Die Pfeilklingen mit Tülle weisen ähnlich den Lanzen die verschiedensten Formen auf: vierkantige, bolzenförmige; blattförmige, teils flach, teils mit Rippe; rautenförmige; Klingen mit Widerhaken, von denen die eine Zunge oft kürzer als die andere ist; manchmal ist der Schaft oberhalb der Tülle gewunden. Die Klingenlänge bei den am häufigsten vorkommenden blattförmigen und Widerhakenpfeilen beträgt für erstere durchschnittlich 9 cm, für die letzteren ca. 10 cm.

 

Diese Pfeilspitzen finden sich nicht nur in den Gräbern der gewöhnlichen Krieger, sondern auch in denen der Vornehmen der Merowingerzeit.

• GESTELLTE AUFGABE A
Bitte gib aus dem Text über die Pfeilspitzen die Stelle von „Die Pfeilklingen mit“ bis „Vornehmen der Merowingerzeit.“ wortgetreu wieder.

Beschriftete Kontureinträge
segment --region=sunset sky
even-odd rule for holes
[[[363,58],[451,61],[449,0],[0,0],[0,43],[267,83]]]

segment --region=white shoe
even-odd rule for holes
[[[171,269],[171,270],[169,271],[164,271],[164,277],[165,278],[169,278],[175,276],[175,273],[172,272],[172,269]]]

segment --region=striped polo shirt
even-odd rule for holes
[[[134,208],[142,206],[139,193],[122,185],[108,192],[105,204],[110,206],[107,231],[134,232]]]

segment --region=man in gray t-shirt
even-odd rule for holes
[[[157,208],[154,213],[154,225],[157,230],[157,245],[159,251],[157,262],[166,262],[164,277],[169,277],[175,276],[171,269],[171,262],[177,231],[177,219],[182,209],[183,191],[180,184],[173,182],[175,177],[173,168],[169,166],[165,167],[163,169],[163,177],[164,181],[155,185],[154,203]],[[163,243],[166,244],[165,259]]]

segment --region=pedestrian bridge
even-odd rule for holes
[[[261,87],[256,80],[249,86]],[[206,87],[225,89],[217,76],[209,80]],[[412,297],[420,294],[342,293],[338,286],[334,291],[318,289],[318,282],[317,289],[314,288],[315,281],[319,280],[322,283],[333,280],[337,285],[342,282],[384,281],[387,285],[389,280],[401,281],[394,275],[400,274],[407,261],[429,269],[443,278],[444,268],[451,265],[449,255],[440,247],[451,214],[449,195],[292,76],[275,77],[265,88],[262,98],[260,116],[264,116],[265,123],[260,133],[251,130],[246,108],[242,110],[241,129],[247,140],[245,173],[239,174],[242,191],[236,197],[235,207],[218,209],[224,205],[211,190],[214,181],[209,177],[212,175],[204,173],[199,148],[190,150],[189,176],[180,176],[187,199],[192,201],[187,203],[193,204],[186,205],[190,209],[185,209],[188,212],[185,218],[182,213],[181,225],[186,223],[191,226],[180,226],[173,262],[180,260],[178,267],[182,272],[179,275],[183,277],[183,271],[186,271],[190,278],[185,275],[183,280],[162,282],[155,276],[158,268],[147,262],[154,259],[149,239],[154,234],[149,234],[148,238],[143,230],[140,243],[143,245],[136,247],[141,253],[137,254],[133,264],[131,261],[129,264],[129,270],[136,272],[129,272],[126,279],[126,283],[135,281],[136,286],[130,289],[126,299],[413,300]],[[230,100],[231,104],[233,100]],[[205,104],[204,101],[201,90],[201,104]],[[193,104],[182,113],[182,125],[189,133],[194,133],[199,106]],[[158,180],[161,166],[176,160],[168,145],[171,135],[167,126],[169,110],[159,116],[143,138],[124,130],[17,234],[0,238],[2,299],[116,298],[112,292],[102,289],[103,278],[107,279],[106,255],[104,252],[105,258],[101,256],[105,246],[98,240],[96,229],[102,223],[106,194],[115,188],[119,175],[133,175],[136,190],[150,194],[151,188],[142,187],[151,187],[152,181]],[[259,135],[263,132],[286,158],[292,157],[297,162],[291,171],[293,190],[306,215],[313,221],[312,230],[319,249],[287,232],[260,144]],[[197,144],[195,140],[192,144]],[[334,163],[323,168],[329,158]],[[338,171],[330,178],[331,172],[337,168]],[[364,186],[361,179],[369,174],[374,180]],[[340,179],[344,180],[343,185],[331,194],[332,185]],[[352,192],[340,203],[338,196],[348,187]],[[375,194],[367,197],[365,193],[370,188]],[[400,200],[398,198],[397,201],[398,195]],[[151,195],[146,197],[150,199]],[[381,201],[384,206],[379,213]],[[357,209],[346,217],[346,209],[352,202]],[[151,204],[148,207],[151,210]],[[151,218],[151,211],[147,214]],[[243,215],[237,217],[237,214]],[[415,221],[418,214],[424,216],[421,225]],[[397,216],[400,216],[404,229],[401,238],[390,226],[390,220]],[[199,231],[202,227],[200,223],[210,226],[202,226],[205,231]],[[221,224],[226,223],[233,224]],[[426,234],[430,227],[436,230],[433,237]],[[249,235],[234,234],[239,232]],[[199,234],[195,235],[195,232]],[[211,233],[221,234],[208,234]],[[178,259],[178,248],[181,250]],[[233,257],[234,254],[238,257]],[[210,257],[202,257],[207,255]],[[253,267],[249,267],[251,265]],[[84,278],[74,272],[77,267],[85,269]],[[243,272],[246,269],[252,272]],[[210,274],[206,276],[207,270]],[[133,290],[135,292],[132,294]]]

• GESTELLTE AUFGABE B
Zähle, in wie vielen Zeilen der Einträge die Zeichenfolge „region“ vorkommt, wobei Groß- und Kleinschreibung zu beachten ist. Nenne nur die Zahl.

• SCHRIFTLICHE ANTWORT A
Die Pfeilklingen mit Tülle weisen ähnlich den Lanzen die verschiedensten Formen auf: vierkantige, bolzenförmige; blattförmige, teils flach, teils mit Rippe; rautenförmige; Klingen mit Widerhaken, von denen die eine Zunge oft kürzer als die andere ist; manchmal ist der Schaft oberhalb der Tülle gewunden. Die Klingenlänge bei den am häufigsten vorkommenden blattförmigen und Widerhakenpfeilen beträgt für erstere durchschnittlich 9 cm, für die letzteren ca. 10 cm.

 

Diese Pfeilspitzen finden sich nicht nur in den Gräbern der gewöhnlichen Krieger, sondern auch in denen der Vornehmen der Merowingerzeit.

• SCHRIFTLICHE ANTWORT B
5